What the exercise asks: Copy out the entries exactly, from the first line to the last.

Items from a data source:
------------------------

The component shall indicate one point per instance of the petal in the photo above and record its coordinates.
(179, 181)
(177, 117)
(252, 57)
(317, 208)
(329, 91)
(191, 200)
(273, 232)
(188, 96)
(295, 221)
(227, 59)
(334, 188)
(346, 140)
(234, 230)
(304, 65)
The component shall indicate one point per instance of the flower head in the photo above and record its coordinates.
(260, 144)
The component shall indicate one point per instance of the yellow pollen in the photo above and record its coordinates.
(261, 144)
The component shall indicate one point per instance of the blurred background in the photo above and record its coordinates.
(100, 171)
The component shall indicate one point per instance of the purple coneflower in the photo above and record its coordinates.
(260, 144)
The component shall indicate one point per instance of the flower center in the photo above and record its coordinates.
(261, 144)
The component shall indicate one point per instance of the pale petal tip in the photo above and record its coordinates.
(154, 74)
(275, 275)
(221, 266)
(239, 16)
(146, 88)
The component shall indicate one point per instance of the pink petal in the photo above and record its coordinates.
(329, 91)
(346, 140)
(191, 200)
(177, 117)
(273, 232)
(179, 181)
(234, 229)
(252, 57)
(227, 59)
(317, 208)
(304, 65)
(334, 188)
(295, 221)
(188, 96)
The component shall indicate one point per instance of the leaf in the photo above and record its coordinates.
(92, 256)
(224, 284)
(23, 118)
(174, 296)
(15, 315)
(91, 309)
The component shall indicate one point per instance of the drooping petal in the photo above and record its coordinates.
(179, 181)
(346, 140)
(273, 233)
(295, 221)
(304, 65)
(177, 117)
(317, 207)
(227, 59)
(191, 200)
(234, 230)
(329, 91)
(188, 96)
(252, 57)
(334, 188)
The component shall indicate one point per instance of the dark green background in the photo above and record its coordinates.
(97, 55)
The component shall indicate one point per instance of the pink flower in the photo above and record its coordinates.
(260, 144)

------------------------

Written response:
The component shall indicate one point per instance of the petal in the photo above and record its coordinates.
(179, 181)
(177, 117)
(252, 57)
(317, 208)
(329, 91)
(191, 200)
(273, 232)
(188, 96)
(295, 221)
(227, 59)
(334, 188)
(346, 140)
(234, 230)
(304, 65)
The component shall indicate one point per instance of the flower head in the photo above and record its coordinates.
(260, 144)
The component shall indicate one point per instance of the yellow pollen in the photo above and record its coordinates.
(261, 144)
The component shall indicate one point per instance of the blurred background in the photo above and record its coordinates.
(100, 171)
The component shall indicate one point per instance of the purple coneflower in the photo above and record its coordinates.
(260, 144)
The component shall indicate one point per instance of the flower center in the photo above and record its coordinates.
(261, 144)
The component shall indicate one point per instance of the pale petal tip in the photo above and record its coordinates.
(154, 74)
(275, 275)
(221, 266)
(239, 16)
(146, 88)
The component shall indicate one point per instance of the pink petal in the photo above and record its coordinates.
(329, 91)
(346, 140)
(191, 200)
(177, 117)
(273, 232)
(179, 181)
(234, 229)
(252, 57)
(227, 59)
(317, 208)
(304, 65)
(334, 188)
(295, 221)
(188, 96)
The component shall indicate one point per instance of the leaf in the photo above and record its coordinates.
(92, 256)
(224, 284)
(23, 118)
(174, 296)
(15, 315)
(91, 309)
The component shall indicate one point per instance of the drooping petal in the photo above and record its coordinates.
(179, 181)
(346, 140)
(273, 233)
(295, 221)
(304, 65)
(177, 117)
(317, 207)
(227, 59)
(191, 200)
(234, 230)
(329, 91)
(188, 96)
(252, 57)
(334, 188)
The component shall indicate one point per instance of the dark green background in the photo above and record its coordinates.
(97, 55)
The component shall indicate one point per instance of the pink flower in the photo above and record its coordinates.
(260, 144)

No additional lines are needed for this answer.